> [PROBLEM TO SOLVE]: Show every line of the items below that contains the word "texture", matching case exactly.

Location identification items:
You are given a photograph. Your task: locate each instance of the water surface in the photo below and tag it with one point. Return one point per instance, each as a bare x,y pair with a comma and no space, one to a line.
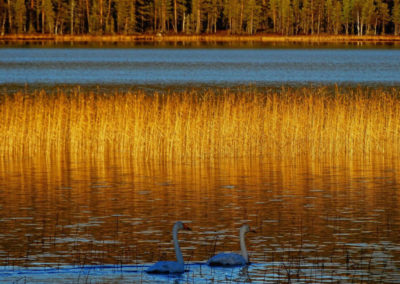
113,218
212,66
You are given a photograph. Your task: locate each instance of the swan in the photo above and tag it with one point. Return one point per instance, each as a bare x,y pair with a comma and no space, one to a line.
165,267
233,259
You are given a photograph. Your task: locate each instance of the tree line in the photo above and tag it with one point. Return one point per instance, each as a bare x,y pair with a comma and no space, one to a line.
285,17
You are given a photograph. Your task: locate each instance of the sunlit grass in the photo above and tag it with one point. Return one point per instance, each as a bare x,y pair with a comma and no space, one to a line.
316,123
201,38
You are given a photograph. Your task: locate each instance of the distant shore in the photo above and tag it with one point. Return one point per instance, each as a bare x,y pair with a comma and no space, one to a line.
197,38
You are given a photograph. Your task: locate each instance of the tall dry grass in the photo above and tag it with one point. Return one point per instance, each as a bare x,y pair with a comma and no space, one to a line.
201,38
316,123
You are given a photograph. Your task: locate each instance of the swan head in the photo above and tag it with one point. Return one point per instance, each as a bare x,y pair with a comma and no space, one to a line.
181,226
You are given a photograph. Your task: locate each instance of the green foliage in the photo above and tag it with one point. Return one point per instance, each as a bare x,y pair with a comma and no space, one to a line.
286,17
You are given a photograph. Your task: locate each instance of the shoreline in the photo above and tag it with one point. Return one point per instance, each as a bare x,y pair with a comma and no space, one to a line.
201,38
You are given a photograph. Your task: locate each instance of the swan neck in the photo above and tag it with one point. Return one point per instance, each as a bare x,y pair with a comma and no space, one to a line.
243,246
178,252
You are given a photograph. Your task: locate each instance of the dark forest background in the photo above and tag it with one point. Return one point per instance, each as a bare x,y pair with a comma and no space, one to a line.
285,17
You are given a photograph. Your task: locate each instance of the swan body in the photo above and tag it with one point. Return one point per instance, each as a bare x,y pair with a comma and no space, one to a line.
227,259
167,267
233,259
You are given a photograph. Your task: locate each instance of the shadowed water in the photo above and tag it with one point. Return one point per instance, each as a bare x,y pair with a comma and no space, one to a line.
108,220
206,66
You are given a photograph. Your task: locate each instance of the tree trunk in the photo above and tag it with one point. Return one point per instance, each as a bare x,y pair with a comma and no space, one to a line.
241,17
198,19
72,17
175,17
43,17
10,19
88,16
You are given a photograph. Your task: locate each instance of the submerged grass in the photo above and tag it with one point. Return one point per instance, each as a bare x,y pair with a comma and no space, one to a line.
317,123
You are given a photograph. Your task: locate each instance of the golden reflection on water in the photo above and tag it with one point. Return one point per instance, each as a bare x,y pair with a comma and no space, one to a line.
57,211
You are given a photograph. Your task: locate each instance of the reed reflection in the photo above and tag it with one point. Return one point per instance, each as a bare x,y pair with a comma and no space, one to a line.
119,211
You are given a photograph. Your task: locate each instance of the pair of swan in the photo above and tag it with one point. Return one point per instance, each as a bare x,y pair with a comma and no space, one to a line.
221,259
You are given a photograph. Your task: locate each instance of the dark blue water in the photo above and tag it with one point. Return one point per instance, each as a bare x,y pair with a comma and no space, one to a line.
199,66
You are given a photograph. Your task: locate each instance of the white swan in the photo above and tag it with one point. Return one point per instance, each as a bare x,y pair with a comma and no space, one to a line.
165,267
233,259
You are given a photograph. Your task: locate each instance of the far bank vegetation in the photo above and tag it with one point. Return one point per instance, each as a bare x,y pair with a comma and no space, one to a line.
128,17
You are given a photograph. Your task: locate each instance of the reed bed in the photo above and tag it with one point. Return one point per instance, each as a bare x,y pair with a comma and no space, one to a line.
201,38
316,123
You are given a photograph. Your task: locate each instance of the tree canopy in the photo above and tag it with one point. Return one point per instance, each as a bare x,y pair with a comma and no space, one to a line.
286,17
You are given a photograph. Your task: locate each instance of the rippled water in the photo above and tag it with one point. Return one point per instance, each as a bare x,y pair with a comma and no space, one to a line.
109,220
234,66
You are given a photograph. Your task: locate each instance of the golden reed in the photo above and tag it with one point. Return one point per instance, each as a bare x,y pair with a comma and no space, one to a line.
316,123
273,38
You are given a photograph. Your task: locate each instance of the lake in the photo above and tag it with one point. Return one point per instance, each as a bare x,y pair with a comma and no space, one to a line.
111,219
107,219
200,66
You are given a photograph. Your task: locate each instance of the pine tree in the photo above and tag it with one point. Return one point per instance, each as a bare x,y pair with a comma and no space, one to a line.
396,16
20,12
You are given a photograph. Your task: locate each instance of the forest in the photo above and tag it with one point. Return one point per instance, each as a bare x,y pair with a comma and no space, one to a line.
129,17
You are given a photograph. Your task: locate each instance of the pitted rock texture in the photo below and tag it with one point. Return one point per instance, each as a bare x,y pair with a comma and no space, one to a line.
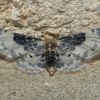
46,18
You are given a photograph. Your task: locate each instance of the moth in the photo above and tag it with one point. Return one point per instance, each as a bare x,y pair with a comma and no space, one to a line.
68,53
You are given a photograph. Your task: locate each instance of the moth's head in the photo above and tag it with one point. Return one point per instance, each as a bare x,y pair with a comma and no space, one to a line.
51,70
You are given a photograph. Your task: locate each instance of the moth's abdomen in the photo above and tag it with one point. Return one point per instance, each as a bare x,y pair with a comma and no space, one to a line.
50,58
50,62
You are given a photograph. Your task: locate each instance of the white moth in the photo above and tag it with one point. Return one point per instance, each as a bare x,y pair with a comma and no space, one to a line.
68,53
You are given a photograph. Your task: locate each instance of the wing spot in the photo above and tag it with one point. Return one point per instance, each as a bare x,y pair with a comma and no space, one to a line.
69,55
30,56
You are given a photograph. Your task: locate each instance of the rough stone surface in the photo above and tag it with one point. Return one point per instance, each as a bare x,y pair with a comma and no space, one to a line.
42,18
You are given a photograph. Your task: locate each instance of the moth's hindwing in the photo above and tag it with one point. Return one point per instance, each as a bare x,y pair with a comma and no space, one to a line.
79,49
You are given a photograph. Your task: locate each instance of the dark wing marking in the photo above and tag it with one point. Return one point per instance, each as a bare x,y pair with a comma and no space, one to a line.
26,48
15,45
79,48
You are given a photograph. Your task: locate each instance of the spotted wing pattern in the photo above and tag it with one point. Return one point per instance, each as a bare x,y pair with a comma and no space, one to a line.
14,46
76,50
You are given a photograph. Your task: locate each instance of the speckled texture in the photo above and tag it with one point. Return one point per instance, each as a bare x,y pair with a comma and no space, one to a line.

* * *

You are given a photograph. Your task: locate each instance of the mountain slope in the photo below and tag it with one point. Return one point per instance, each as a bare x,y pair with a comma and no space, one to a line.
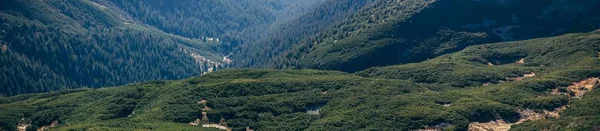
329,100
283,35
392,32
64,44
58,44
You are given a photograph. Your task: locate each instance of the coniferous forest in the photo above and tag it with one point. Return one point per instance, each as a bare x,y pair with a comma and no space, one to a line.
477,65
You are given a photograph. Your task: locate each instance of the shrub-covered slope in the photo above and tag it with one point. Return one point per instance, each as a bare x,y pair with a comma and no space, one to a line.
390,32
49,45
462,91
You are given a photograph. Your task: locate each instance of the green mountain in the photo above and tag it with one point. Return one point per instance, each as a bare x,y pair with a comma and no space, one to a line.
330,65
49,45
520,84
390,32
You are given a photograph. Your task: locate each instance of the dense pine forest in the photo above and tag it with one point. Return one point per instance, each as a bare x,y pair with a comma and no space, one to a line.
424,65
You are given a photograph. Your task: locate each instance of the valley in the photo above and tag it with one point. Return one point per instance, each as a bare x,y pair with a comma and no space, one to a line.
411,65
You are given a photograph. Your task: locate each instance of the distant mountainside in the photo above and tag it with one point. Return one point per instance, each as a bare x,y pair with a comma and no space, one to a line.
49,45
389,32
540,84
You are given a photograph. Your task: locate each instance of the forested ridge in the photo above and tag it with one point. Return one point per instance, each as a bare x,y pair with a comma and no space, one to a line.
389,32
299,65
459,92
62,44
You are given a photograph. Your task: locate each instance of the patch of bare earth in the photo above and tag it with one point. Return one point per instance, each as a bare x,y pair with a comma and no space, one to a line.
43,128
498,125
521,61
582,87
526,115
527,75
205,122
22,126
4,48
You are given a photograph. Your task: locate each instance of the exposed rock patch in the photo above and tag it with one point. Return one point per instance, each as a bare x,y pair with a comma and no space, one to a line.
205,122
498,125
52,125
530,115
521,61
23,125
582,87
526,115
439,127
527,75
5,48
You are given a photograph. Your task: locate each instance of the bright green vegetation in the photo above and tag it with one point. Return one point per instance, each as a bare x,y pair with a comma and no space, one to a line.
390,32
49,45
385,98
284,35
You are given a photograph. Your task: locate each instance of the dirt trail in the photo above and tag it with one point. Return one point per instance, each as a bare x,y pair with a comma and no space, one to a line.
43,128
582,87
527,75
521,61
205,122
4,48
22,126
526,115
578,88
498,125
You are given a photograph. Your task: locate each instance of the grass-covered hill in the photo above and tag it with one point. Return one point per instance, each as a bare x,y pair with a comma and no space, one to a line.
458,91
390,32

> [FINISHED TASK]:
You are given a photograph. Your task: locate each instance of the pitted rock texture in the photo below and tag it with one point. Return one point per instance, each as a bare x,y pair with a comma and no space, one to a line.
You are given a photograph. Your task: locate each instance of the speckled texture in the photo above and tag it with one point. Return one point per instance, each as a bare x,y pair with a comma and no space, one to a line.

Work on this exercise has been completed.